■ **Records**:
_____
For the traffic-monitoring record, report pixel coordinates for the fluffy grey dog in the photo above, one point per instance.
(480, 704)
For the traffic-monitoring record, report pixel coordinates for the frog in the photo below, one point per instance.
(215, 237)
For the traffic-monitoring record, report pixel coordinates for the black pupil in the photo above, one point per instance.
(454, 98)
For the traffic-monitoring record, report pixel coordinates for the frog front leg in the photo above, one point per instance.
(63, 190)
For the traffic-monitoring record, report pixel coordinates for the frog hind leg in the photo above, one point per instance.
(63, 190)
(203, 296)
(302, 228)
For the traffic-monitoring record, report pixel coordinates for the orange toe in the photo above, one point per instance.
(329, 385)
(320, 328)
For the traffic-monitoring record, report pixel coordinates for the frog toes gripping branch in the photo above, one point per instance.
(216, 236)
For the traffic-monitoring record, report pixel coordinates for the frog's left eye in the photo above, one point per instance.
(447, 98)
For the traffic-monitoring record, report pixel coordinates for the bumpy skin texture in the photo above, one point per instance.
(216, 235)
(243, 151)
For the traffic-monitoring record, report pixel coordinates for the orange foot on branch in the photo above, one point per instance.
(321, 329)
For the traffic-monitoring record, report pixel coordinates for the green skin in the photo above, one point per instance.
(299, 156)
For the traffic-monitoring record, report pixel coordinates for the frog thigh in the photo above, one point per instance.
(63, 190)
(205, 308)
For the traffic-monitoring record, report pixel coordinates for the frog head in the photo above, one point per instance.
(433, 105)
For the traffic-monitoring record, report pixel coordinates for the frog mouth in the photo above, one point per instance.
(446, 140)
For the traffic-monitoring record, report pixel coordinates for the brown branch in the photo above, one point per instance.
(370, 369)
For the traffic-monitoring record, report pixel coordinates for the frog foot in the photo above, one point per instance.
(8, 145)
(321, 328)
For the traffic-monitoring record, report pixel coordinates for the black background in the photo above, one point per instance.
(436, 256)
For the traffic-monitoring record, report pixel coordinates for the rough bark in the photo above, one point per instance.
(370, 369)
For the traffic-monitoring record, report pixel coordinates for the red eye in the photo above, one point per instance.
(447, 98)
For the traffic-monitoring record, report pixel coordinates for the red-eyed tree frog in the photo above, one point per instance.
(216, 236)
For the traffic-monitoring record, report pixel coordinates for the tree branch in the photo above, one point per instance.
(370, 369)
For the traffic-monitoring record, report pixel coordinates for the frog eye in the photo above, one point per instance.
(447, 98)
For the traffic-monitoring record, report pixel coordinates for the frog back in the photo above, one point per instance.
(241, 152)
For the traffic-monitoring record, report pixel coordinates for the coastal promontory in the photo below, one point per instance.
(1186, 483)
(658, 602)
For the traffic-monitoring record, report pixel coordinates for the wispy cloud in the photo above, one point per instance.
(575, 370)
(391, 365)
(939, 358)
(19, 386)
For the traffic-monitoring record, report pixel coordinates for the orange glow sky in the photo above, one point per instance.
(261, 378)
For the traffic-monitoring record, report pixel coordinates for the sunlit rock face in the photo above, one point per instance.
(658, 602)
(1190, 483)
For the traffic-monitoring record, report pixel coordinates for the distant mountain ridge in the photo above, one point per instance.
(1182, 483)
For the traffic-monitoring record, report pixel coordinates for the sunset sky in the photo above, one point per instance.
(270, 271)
_____
■ **Goal**:
Express the lines of the listing above as a JSON list of strings, one string per line and no blank lines, from the line with "for the sunset" up to and including the last line of the listing.

■ **Exercise result**:
[
  "For the traffic-monitoring record, report pixel coordinates for the sunset sky in the photo above, one point per instance.",
  "(270, 271)"
]